⟨
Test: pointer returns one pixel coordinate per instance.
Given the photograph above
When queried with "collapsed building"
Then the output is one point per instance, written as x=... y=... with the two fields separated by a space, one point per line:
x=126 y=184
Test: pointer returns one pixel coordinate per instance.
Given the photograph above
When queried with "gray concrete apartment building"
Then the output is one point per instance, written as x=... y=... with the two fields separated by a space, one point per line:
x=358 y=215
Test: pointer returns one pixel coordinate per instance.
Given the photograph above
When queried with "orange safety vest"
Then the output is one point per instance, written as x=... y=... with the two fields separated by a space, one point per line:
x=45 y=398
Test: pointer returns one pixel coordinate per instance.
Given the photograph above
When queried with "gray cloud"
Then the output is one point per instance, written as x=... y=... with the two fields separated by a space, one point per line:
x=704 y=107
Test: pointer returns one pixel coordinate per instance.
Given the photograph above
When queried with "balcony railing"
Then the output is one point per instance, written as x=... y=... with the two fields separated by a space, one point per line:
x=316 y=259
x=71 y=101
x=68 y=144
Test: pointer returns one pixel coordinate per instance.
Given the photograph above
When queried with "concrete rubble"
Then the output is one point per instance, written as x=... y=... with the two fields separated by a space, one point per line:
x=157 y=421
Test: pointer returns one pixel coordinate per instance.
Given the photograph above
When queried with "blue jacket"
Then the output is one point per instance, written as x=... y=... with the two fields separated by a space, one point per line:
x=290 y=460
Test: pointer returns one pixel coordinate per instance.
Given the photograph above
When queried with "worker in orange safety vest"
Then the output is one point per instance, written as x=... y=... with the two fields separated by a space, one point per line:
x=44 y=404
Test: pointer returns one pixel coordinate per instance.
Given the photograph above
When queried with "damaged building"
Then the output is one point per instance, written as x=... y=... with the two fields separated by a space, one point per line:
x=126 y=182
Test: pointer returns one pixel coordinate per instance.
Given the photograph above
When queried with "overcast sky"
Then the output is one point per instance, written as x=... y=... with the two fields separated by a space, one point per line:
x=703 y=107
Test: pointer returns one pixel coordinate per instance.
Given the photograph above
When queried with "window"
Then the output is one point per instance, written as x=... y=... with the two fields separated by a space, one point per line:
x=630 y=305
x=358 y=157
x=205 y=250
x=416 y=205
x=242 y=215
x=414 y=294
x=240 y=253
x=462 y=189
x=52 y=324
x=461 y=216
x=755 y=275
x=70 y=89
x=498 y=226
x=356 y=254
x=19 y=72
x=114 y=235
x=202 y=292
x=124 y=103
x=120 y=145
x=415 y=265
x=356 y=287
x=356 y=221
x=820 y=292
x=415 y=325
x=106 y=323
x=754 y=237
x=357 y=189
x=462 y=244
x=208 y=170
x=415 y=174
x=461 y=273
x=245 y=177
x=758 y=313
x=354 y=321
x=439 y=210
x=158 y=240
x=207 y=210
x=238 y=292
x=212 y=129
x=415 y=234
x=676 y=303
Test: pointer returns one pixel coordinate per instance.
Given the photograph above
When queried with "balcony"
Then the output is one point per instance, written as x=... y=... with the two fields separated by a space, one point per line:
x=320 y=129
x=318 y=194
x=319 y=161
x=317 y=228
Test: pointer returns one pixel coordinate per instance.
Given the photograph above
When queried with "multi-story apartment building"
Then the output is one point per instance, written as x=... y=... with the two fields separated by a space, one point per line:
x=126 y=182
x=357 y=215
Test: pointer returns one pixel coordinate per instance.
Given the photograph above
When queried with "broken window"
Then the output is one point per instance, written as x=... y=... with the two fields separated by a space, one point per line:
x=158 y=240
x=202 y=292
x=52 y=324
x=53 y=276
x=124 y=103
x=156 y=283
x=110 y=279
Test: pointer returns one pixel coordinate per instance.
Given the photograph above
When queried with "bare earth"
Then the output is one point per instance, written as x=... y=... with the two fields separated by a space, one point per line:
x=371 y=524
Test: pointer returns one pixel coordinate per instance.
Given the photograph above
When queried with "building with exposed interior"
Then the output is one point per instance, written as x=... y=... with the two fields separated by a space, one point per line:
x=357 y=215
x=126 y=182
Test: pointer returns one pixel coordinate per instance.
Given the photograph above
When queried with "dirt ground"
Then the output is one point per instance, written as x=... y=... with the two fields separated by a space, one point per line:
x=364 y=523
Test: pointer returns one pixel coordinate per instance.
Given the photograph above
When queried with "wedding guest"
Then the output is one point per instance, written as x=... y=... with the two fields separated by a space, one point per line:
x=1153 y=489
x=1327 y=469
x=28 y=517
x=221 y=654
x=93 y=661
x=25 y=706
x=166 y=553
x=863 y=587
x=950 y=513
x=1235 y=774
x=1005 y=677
⟩
Exercise description: Print every line of the records exactly. Omit nothing.

Exercise result:
Test: pointer returns one pixel coordinate per instance.
Given the photograph above
When queried with "collapsed building"
Then the output is one point per instance, written as x=... y=... with the two fields separated by a space, one point per line:
x=126 y=184
Test: pointer returns one pixel coordinate per instance.
Given the photograph above
When queried with "gray concrete apartment building"
Then the output is one point per instance, written as x=... y=... with the two fields separated by a space, one point per line:
x=358 y=215
Test: pointer returns one pixel coordinate per instance.
Given the photograph above
When queried with "orange safety vest"
Then the output is one point per instance, written as x=... y=... with the two fields separated by a space, one point per line:
x=45 y=398
Test: pointer returns one pixel coordinate per instance.
Given the photograph above
When queried with "gray cloud"
Then the output is one point per instance, written as x=... y=... with the two fields separated by a space, one point per line:
x=704 y=107
Test: pointer returns one pixel coordinate per instance.
Given the photograph above
When queried with "balcony railing"
Then the output is one point per instance, written as x=... y=... with the two fields separated by a space, one point per line:
x=316 y=259
x=71 y=101
x=68 y=144
Test: pointer returns one pixel coordinate per instance.
Given the photograph above
When queried with "concrete rubble"
Then the output is one point per instance, written as x=... y=... with the two fields separated by a space, one point per line:
x=157 y=421
Test: pointer returns one pixel coordinate per instance.
Given the photograph above
When queried with "blue jacket"
Then the output is one point per instance, written as x=... y=... with the two fields separated by a space, one point per line:
x=290 y=460
Test: pointer returns one pixel coordinate per instance.
Given the photograph above
When queried with "worker in orange safety vest"
Then the output is one point per instance, written as x=... y=... with the two fields separated by a space, one point per line:
x=44 y=404
Test: pointer returns one pixel coordinate per instance.
Given the photograph above
When queried with "damaged building"
Then the output is one point per instance, written as x=... y=... with the two fields separated by a space, one point per line:
x=126 y=182
Test: pointer returns one pixel coordinate per instance.
Given the photograph above
When queried with "overcast sky"
Then the output is one point per instance, written as x=... y=... with the two fields separated by a space, one point per line:
x=703 y=107
Test: pointer returns one pixel coordinate per instance.
Given the photograph above
When queried with "window"
Then the output is one point per instance, written as x=... y=... with the two fields separated by a space, one point per line:
x=630 y=305
x=358 y=157
x=205 y=250
x=416 y=205
x=242 y=215
x=414 y=294
x=240 y=253
x=462 y=189
x=52 y=324
x=461 y=216
x=755 y=275
x=70 y=89
x=498 y=226
x=356 y=254
x=19 y=72
x=114 y=235
x=202 y=292
x=124 y=103
x=120 y=145
x=415 y=265
x=356 y=287
x=356 y=221
x=820 y=292
x=415 y=325
x=106 y=323
x=754 y=237
x=357 y=189
x=462 y=244
x=208 y=170
x=415 y=174
x=461 y=273
x=245 y=177
x=758 y=313
x=354 y=321
x=439 y=210
x=158 y=240
x=207 y=210
x=238 y=292
x=212 y=129
x=415 y=234
x=676 y=303
Test: pointer returns one pixel coordinate per instance.
Given the photograph above
When queried with "balcony"
Then the output is one point per instance, written as x=... y=... with the two fields separated by a space, one point per line:
x=320 y=129
x=318 y=194
x=319 y=161
x=317 y=228
Test: pointer returns one pixel coordinate per instance.
Given the photograph above
When queried with "multi-story apartment building"
Then the output is one point per instance, written as x=... y=... with the two fields separated by a space, one point per line:
x=126 y=182
x=357 y=215
Test: pointer returns one pixel coordinate per instance.
Given the photograph above
When queried with "broken window"
Then the output is one point per instance, written as x=... y=... with the two fields separated by a space, one point per line:
x=158 y=240
x=202 y=292
x=52 y=324
x=53 y=276
x=124 y=103
x=156 y=283
x=110 y=279
Test: pointer returns one pixel coordinate per instance.
Given the photograph above
When queried with "bare earth"
Then the output is one point per instance, written as x=... y=... with the two fields separated by a space, one point per line:
x=371 y=524
Test: pointer returns one pixel coordinate per instance.
Given the photograph above
When queried with "building with exposed interior"
Then the output is one point per instance, written as x=... y=... with the two fields separated by a space, one point per line:
x=357 y=215
x=126 y=182
Test: pointer returns one pixel coordinate per instance.
Given the photograph above
When queried with "dirt ground"
Then the output is one point per instance, written as x=... y=... with the two fields separated by a space, one point per line:
x=364 y=523
Test: pointer returns one pixel coordinate per instance.
Given the photograph above
When queried with "wedding guest"
Then the output is one point per instance, written as x=... y=... with the two fields separated by a space, one point per line:
x=1153 y=489
x=1327 y=469
x=28 y=517
x=221 y=654
x=93 y=661
x=25 y=706
x=166 y=553
x=863 y=587
x=950 y=513
x=1235 y=774
x=1005 y=677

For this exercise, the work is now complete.